## Verilen metin
= = =

İSTANBUL (AA) - İçişleri Bakan Yardımcısı Mehmet Ersoy, son 15 yılda elde edilen ekonomik ve sosyal gelişmelerle Türkiye'nin göç için cazip hale geldiğini belirterek, "Göçlerin en önemli sebeplerden biri eskiden kuraklık ve kıtlıkken bugün terör ve savaş oldu." dedi.
Bağcılar Belediyesi ev sahipliğinde Marmara Belediyeler Birliği ve Türk-Alman Üniversitesi işbirliğiyle bir otelde düzenlenen "Uluslararası Göç ve Uyum Sempozyumu"nda son yıllarda yaşanan göç dalgası nedeniyle Türkiye ve Avrupa ülkelerine yerleşen mültecilerin durumu ele alındı.

= = =

## Alıştırma yönergesi
Verilen metinde "Bağcılar Belediyesi ev" ifadesini içeren kelimelerle başlayıp "durumu ele alındı." ifadesiyle biten bölümü aynen alıntılayın. Kayıtların bu metinle hiçbir ilgisi yoktur.

= = =

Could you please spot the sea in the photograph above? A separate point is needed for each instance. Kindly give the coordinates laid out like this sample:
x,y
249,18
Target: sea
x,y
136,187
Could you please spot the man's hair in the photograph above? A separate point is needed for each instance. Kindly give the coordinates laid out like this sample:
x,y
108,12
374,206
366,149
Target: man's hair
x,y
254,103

= = =

## Alıştırma çözümü
Bağcılar Belediyesi ev sahipliğinde Marmara Belediyeler Birliği ve Türk-Alman Üniversitesi işbirliğiyle bir otelde düzenlenen "Uluslararası Göç ve Uyum Sempozyumu"nda son yıllarda yaşanan göç dalgası nedeniyle Türkiye ve Avrupa ülkelerine yerleşen mültecilerin durumu ele alındı.